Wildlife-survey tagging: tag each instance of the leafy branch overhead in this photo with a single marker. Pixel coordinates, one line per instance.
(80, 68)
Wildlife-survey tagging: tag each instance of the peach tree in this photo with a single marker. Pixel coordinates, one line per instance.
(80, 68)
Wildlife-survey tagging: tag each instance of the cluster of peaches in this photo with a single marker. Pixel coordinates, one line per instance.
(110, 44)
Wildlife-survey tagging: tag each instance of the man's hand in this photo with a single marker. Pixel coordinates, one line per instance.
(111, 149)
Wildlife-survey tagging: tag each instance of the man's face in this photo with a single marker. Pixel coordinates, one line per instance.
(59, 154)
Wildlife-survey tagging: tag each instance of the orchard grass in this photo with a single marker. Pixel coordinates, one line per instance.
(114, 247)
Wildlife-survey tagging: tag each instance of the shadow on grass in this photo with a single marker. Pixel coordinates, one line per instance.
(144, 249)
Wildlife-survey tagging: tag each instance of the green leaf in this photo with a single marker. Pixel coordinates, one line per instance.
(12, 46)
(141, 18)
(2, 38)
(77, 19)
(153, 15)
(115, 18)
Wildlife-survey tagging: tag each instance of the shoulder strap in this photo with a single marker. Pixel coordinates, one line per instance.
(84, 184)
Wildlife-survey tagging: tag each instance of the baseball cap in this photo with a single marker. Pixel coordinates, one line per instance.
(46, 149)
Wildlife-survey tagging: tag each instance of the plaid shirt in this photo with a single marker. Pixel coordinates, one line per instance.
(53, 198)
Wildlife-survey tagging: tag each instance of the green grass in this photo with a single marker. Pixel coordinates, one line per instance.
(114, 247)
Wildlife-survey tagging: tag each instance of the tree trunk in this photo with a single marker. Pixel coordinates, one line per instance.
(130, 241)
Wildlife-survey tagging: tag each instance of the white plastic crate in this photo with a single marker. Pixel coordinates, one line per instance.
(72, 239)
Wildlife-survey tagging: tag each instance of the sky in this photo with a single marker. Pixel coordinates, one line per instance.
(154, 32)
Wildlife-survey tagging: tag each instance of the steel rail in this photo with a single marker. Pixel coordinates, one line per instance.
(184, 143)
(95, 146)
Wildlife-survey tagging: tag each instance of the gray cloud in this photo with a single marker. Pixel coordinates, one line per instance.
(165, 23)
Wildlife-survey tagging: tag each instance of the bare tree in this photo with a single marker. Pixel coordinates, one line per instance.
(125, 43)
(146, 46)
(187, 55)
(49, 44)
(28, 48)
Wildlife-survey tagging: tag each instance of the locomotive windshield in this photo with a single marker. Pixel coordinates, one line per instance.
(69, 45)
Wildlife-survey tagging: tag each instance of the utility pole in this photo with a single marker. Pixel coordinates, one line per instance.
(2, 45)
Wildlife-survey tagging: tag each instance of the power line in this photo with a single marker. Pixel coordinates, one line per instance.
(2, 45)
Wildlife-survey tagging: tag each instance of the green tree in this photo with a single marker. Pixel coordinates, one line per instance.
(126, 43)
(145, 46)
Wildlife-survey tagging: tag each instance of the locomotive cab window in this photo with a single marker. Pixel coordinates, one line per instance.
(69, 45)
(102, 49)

· · · ·

(Written task): Reproduce everything from the line containing "Wildlife-survey tagging: tag each instance of the gray" down to the end of the records, requests included, and shift every coordinate value in the answers up by 19.

(Output):
Wildlife-survey tagging: tag each instance of the gray cloud in this photo with a single marker. Pixel coordinates, one line per instance.
(184, 42)
Wildlife-survey tagging: tag each instance of the bare tree in this photo with a single marker. Pixel coordinates, one line per instance.
(144, 62)
(165, 65)
(206, 74)
(68, 63)
(47, 67)
Wildlife-survey tagging: tag each instance of the locomotive windshield in this photo with a single marker. Pixel coordinates, one line per instance.
(88, 64)
Wildlife-survey tagging: tag each instance of the utility pole in this photo with a single marker. Pixel coordinates, one line per instance.
(21, 64)
Wildlife-survey tagging: tag each instance of the power line in this photo with a single marker. Pixel coordinates, one line per instance.
(21, 64)
Wildlife-survey tagging: tag each instance of the green tree in this photo with a single marker. Pixel coordinates, one line per instance.
(145, 62)
(164, 65)
Wildlife-survey tagging: tag each instance of the locomotive cab window in this photo with a single marker. Pixel coordinates, one line per instance.
(88, 64)
(121, 68)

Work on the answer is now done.